## What is needed
Starting at the top of the entries below, set down every line exactly, please, until you reach the line with "130L210 219L221 249L246", which is included too.

● ● ● ● ●

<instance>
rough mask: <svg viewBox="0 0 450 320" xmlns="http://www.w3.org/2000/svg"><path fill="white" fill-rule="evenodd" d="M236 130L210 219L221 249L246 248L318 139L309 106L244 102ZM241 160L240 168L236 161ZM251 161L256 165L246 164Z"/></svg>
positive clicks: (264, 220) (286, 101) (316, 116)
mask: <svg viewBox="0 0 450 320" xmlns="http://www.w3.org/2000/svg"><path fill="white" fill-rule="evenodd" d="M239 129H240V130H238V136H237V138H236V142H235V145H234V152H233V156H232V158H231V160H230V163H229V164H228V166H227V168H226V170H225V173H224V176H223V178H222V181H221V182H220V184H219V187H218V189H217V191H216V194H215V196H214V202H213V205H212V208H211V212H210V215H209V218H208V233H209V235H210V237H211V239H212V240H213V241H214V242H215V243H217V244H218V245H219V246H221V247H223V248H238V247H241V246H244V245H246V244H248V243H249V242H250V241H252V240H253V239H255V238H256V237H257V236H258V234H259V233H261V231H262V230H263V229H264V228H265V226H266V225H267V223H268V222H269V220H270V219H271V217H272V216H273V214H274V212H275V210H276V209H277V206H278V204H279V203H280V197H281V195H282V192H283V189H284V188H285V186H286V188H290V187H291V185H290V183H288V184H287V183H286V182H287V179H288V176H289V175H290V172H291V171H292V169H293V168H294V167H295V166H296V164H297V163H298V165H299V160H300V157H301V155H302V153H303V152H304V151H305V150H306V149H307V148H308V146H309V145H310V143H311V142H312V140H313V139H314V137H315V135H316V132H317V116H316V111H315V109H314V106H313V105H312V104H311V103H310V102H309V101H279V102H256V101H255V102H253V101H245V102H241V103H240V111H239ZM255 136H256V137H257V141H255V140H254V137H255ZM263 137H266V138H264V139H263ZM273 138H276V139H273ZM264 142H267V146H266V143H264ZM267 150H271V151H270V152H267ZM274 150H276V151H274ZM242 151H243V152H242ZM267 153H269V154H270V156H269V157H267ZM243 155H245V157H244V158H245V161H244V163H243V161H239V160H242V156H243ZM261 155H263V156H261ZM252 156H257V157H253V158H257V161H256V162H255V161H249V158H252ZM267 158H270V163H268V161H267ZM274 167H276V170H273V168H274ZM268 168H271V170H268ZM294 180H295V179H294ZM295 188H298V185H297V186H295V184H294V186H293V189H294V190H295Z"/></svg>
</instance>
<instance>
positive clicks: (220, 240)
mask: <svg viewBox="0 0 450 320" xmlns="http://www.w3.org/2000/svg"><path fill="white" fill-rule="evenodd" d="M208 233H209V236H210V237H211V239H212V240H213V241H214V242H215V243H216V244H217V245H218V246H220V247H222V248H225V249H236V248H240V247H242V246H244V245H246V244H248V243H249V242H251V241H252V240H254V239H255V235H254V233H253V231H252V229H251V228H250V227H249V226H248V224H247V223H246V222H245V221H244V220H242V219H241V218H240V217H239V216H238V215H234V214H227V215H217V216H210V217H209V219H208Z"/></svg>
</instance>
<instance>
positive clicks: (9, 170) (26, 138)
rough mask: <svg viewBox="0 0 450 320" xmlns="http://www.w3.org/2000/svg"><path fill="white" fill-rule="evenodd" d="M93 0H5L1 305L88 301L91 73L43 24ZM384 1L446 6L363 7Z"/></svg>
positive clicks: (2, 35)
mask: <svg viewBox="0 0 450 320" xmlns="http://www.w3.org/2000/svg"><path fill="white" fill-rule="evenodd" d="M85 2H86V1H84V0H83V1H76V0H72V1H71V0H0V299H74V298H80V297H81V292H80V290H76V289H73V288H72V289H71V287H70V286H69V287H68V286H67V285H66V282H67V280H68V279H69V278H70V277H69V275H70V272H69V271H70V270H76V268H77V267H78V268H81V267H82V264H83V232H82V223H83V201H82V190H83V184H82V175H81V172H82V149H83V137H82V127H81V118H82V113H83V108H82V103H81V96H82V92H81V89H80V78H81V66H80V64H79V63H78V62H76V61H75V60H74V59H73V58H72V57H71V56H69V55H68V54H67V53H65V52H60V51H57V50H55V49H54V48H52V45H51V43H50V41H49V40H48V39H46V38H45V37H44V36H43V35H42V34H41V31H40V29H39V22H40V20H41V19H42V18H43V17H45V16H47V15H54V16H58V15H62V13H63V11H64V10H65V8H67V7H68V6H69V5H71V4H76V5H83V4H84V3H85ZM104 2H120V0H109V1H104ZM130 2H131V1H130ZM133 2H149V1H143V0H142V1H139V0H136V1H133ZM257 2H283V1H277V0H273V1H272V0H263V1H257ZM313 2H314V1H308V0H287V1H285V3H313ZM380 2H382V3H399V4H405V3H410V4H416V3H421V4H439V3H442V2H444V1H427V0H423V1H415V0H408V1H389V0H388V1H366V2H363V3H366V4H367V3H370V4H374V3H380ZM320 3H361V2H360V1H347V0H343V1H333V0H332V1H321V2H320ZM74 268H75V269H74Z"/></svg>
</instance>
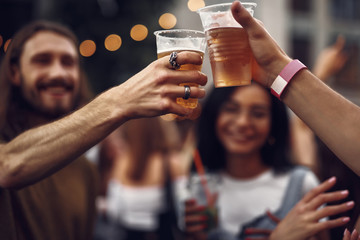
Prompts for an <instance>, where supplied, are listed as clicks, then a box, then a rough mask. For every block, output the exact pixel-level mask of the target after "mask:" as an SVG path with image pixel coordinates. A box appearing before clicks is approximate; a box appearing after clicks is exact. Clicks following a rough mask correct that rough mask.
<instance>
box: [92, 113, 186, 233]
mask: <svg viewBox="0 0 360 240" xmlns="http://www.w3.org/2000/svg"><path fill="white" fill-rule="evenodd" d="M182 145H183V144H182V142H181V141H180V133H179V130H178V128H177V126H176V123H175V122H174V121H164V120H162V119H161V118H159V117H158V118H144V119H136V120H132V121H129V122H127V123H125V124H123V125H122V126H121V127H120V128H119V129H118V130H117V131H115V132H113V134H111V135H110V136H109V137H108V138H107V139H105V140H104V141H103V142H102V144H101V151H100V152H101V155H100V156H101V157H100V165H102V166H106V168H102V171H101V176H103V177H102V178H103V183H104V184H103V186H104V187H105V188H106V189H105V190H104V191H103V193H104V194H105V196H104V197H105V199H104V200H105V203H106V204H105V209H103V212H102V218H101V219H100V221H99V222H98V224H99V228H98V233H97V235H98V238H97V239H129V240H130V239H139V240H141V239H175V237H176V236H177V237H180V235H179V233H180V232H179V231H175V230H176V227H177V217H176V209H175V208H174V202H173V201H174V199H176V198H177V197H176V196H174V197H173V196H172V194H173V193H178V194H181V193H180V192H179V191H181V190H182V189H184V187H183V184H184V183H185V177H186V176H187V174H188V170H187V165H188V164H186V162H187V161H188V160H187V161H186V159H184V156H185V155H184V153H183V152H182V151H181V150H182ZM189 159H191V158H189ZM175 235H176V236H175Z"/></svg>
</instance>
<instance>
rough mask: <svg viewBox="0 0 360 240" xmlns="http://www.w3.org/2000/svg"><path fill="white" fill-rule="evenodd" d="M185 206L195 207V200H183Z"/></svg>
mask: <svg viewBox="0 0 360 240" xmlns="http://www.w3.org/2000/svg"><path fill="white" fill-rule="evenodd" d="M184 203H185V206H194V205H196V203H197V202H196V199H195V198H190V199H187V200H185V202H184Z"/></svg>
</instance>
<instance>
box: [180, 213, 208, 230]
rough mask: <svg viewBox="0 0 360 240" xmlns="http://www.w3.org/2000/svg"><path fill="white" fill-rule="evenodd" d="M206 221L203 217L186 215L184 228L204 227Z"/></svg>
mask: <svg viewBox="0 0 360 240" xmlns="http://www.w3.org/2000/svg"><path fill="white" fill-rule="evenodd" d="M206 221H208V217H207V216H205V215H187V216H186V217H185V226H189V227H190V226H196V225H204V224H205V223H206Z"/></svg>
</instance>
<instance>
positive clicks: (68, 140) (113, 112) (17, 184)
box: [0, 93, 123, 188]
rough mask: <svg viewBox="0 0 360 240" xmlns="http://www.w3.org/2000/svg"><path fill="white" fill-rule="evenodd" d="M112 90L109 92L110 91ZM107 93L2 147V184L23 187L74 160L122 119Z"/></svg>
mask: <svg viewBox="0 0 360 240" xmlns="http://www.w3.org/2000/svg"><path fill="white" fill-rule="evenodd" d="M106 94H108V93H106ZM111 101H112V100H111V98H109V97H108V96H107V95H105V94H103V95H101V96H100V97H98V98H97V99H95V100H94V101H92V102H91V103H89V104H88V105H86V106H84V107H83V108H81V109H79V110H78V111H75V112H74V113H72V114H70V115H68V116H66V117H64V118H62V119H60V120H58V121H55V122H52V123H49V124H46V125H43V126H41V127H37V128H34V129H31V130H28V131H26V132H24V133H23V134H21V135H19V136H18V137H16V138H15V139H13V140H12V141H11V142H9V143H7V144H4V145H1V147H0V184H1V186H3V187H11V188H12V187H15V188H20V187H24V186H26V185H29V184H31V183H34V182H36V181H38V180H41V179H43V178H45V177H47V176H49V175H50V174H52V173H54V172H55V171H57V170H59V169H61V168H62V167H64V166H65V165H66V164H68V163H70V162H71V161H73V160H74V159H76V158H77V157H78V156H80V155H81V154H82V153H84V152H85V151H86V150H87V149H89V148H90V147H91V146H93V145H94V144H96V143H97V142H99V141H100V140H101V139H102V138H104V137H105V136H106V135H107V134H108V133H110V132H111V131H112V130H113V129H115V128H116V126H118V125H119V124H121V123H122V121H123V120H122V118H121V113H119V112H118V113H114V110H111V108H110V106H111V105H112V103H111Z"/></svg>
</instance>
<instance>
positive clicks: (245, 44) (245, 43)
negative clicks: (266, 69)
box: [197, 3, 256, 87]
mask: <svg viewBox="0 0 360 240" xmlns="http://www.w3.org/2000/svg"><path fill="white" fill-rule="evenodd" d="M231 4H232V3H224V4H215V5H210V6H207V7H203V8H200V9H199V10H198V11H197V12H198V14H199V15H200V19H201V22H202V25H203V28H204V31H205V34H206V40H207V47H208V54H209V58H210V64H211V71H212V75H213V80H214V85H215V87H229V86H242V85H249V84H251V78H252V74H251V68H252V61H253V55H252V51H251V48H250V45H249V41H248V35H247V33H246V31H245V30H244V29H243V28H242V26H241V25H240V24H239V23H238V22H236V20H235V19H234V17H233V16H232V13H231V9H230V8H231ZM241 4H242V5H243V6H244V7H245V8H246V9H247V10H248V11H249V12H250V13H251V15H253V14H254V8H255V7H256V3H241Z"/></svg>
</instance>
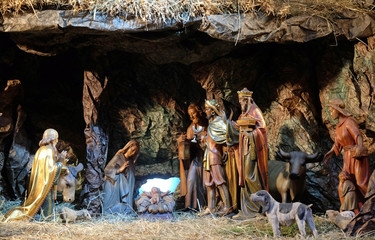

● ● ● ● ●

## Task output
<instance>
rough mask: <svg viewBox="0 0 450 320" xmlns="http://www.w3.org/2000/svg"><path fill="white" fill-rule="evenodd" d="M236 130L210 219L221 249L246 248L318 139L309 106L244 102ZM241 160L240 168L236 161ZM251 161L256 165L246 164Z"/></svg>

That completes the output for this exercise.